Work order :: Retype the material so that each line matches the original exactly.

Segment Open

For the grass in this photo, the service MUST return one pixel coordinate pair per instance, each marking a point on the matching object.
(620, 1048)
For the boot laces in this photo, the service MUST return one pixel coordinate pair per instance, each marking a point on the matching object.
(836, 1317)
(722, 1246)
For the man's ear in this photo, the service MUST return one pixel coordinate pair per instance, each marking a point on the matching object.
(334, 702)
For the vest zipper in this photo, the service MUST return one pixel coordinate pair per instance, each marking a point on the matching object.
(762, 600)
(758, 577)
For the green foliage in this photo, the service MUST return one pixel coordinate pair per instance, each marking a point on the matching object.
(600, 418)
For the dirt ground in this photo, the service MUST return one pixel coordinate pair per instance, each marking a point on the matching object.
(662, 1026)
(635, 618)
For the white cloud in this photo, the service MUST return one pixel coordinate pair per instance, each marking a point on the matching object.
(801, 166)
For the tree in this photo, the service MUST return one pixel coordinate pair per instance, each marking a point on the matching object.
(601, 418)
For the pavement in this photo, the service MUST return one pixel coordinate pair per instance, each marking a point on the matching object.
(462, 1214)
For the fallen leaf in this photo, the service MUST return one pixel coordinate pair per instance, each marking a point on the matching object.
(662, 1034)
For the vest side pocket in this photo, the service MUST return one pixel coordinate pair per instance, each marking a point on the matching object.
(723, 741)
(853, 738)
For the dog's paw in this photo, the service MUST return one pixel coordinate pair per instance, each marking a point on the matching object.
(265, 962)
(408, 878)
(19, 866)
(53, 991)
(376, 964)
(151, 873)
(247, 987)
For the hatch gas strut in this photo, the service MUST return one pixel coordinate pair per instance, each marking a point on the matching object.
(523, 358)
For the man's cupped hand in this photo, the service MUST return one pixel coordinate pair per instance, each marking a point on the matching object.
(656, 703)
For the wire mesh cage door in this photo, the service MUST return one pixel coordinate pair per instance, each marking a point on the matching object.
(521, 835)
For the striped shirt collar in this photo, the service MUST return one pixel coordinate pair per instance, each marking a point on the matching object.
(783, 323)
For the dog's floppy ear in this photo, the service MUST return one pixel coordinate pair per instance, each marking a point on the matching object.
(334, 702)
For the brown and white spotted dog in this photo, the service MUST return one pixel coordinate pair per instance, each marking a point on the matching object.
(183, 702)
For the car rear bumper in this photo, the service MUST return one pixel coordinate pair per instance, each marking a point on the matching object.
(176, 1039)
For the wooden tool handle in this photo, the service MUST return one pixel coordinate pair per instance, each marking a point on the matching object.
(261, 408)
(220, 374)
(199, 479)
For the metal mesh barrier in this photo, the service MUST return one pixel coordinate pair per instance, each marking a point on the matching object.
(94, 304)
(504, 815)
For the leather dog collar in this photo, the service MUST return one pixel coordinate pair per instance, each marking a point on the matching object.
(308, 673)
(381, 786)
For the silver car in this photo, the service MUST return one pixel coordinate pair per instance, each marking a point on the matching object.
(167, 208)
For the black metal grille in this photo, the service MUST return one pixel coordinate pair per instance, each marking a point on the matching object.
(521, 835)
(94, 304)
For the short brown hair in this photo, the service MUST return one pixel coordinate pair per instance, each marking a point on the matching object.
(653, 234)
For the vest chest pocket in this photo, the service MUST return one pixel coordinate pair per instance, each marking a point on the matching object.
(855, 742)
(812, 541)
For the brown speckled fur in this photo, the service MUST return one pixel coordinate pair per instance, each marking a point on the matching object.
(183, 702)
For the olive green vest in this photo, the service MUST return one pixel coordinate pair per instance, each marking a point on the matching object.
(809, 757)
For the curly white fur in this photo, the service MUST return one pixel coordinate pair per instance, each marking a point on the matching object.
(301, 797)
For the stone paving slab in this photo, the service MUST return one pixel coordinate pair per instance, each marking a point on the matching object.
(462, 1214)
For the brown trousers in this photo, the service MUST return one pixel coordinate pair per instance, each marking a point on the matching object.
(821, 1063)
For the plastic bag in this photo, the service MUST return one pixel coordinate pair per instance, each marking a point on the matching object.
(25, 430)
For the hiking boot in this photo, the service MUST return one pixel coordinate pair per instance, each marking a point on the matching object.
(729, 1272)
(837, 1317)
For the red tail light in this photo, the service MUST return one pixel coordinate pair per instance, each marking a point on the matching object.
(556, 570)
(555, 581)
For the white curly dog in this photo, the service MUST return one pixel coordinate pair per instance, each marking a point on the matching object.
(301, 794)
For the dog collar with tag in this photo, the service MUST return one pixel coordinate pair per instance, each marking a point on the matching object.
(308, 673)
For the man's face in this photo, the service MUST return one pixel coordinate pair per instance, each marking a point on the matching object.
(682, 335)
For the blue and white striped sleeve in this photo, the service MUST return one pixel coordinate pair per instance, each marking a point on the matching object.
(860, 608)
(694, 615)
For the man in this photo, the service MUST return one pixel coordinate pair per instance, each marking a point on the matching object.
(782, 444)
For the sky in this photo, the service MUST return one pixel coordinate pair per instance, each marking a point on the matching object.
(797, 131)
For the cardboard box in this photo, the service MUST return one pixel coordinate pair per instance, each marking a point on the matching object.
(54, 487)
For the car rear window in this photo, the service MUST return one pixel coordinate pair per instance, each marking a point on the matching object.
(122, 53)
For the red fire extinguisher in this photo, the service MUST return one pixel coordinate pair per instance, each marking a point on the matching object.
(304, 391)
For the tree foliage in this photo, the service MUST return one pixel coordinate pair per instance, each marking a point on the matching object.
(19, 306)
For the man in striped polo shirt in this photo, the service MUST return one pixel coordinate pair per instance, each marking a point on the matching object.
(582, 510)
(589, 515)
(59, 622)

Segment Closed

Response to this task ::
For the grass in this photo, the service MUST return one pixel coordinate pair per instance, each marking a point on the matching object.
(620, 1048)
For the boot laces in this photo, the service MUST return one pixel coordinate pair per instance, each marking a point on the matching object.
(836, 1317)
(722, 1246)
For the man's ear in this photo, the service MUST return one pixel coordinate pair per instance, each marking a point on the matching object.
(334, 702)
For the vest zipper in this photo, the service MUST return one pixel coordinate pair per instance, each marking a point on the matching object.
(762, 600)
(758, 577)
For the green foliage in this photo, the service MUST return one pixel coordinate pair per instance, each marking a point on the matching object.
(600, 418)
For the dirt ground in this photo, the service MUST return one pixel coordinate pair per instance, each marking a point on the matching object.
(662, 1026)
(635, 618)
For the white cloud in this photo, the service MUST return one pixel coordinate pair per instance, each marking a point on the matching object.
(801, 166)
For the tree in this photo, the service MUST return one pixel coordinate pair per instance, each marking a point on the matching object.
(601, 418)
For the pavement in this photo, the service MUST return one pixel coordinate pair per instance, each marking a point on the matching object.
(462, 1214)
For the fallen leaf in this photo, the service MUST return one pixel coordinate pair per instance, each marking a point on the matching object.
(662, 1034)
For the vest side pocket in this photo, the service MUST return one pixel coordinate pair per instance, each marking a point on the matching object.
(723, 741)
(853, 738)
For the dog's paw in this photo, the service MUST return one pixel coordinate pair per instance, each marking a point on the matching object.
(265, 962)
(408, 878)
(19, 866)
(53, 991)
(376, 964)
(151, 873)
(247, 987)
For the hatch gas strut in this photo, the service MUST return one pixel coordinate pair per instance, each marking a point on the matching object.
(523, 358)
For the man's cupped hand in this photo, the service MUST return one pixel coordinate pair per instance, each marking a point on the matching object.
(656, 703)
For the wire mesh cage door in this photo, the service MUST return one pixel coordinate pair per instance, each marking a point on the matching object.
(521, 835)
For the striped shirt collar in this photo, the service MUST return one pixel coordinate pair per instance, each marking a point on the matching object.
(783, 323)
For the dog's floppy ear in this photo, the service MUST return one pixel coordinate pair per instance, each marking a point on the matching object.
(334, 702)
For the brown and white spotted dog in this photo, the service MUST return one pixel coordinate pair per instance, each marking a point on the matching object.
(183, 702)
For the car rear bumper in this photo, the service MUST return one pixel coordinate pair per instance, each marking a point on the matching object.
(176, 1039)
For the wooden tool handle in this photo, the service MUST return one pixel coordinate pair per instance, each marking a point on the matching object.
(261, 408)
(220, 374)
(199, 479)
For the metal mesh barrier in this photo, the service MUST return one pixel coordinate pair per instance, each marking a point on the matching object.
(94, 304)
(504, 815)
For the leather dog collar in this photo, the service MUST return one pixel coordinate pair per instance, each marking a point on the matching object.
(308, 673)
(381, 786)
For the silver car in this photo, the service MUST return one pixel coordinate pair per instance, each marking a point on the matching object.
(167, 208)
For the black metal grille in this photo, the service MUST return one pixel coordinate pair per instance, each marking a point on the matching object.
(521, 835)
(94, 304)
For the short brown hair in this photo, the service MUST return one pixel coordinate pair per instance, each marking a point on the matching object.
(653, 234)
For the vest chest pocket in this photo, the service MUST return one pixel coordinate pair per instance, each marking a point on the matching object.
(855, 742)
(812, 541)
For the brown speckled fur in this photo, the service MUST return one pixel coordinate pair per instance, each marking a point on the matching object.
(183, 702)
For the olive green vest in this photo, the service MUST return one pixel coordinate pair per instance, each marking a point on the matching object.
(809, 757)
For the curly white fur in this photo, the service MUST return one pixel coordinate pair per instance, each marking a point on the matching object.
(301, 797)
For the stone paving slab in this photo, the service MUST return one pixel coordinate pair per instance, each marking a point on the matching object.
(462, 1214)
For the brown trousers in this photo, the service MUST return one pixel coordinate pair per instance, each marking a point on the matching object.
(821, 1063)
For the plastic bag in this photo, the service MUST return one pixel coordinate pair per instance, each marking a point on the matching object.
(25, 430)
For the hiking boot in this photo, the service MUST return one pixel coordinate pair per instance, each marking a point on the matching object.
(729, 1272)
(837, 1317)
For the red tail light in this photo, the service MUST return one pixel coordinate pair per instance, each marking a point on the matching object.
(556, 570)
(555, 581)
For the white curly dog in this photo, the service MUST return one pixel coordinate pair per instance, each marking a point on the matching object.
(301, 794)
For the dog collar with tag in this photo, the service MUST return one pixel coordinate pair per instance, each marking a point on the matching object.
(308, 673)
For the man's face in this photo, the service MUST return one pixel coordinate pair per instance, each marking a point on the matching object.
(682, 335)
For the blue and white striped sleeve in this photo, the service MUST return one pixel coordinate pair per instance, each marking a point on the matching object.
(860, 608)
(694, 615)
For the man in this photo, the service MUST return one pixel coordinate pair per instance, each marking a point on the matching object.
(782, 444)
For the sky in this photo, the service MUST return one pixel coordinate pair per instance, each marking a point on the matching object.
(797, 131)
For the cardboard box in this photo, the service MUST return one pixel coordinate pair per instance, each marking a point on the matching object.
(54, 487)
For the car rear window in this photo, the service MUST return one pixel coordinate pair per instance, each marking a point on the matching object.
(122, 53)
For the red fire extinguisher in this photo, the service MUST return one pixel coordinate pair per instance, each marking a point on the matching object.
(304, 391)
For the tree foliage in this photo, the service MUST return one pixel coordinate pair per instance, each marking a point on the matching object.
(19, 306)
For the man in striped polo shirt in this photo, the service MUST return one pixel coordinate pair per instance, each marking a point on the matching object.
(582, 510)
(589, 515)
(59, 622)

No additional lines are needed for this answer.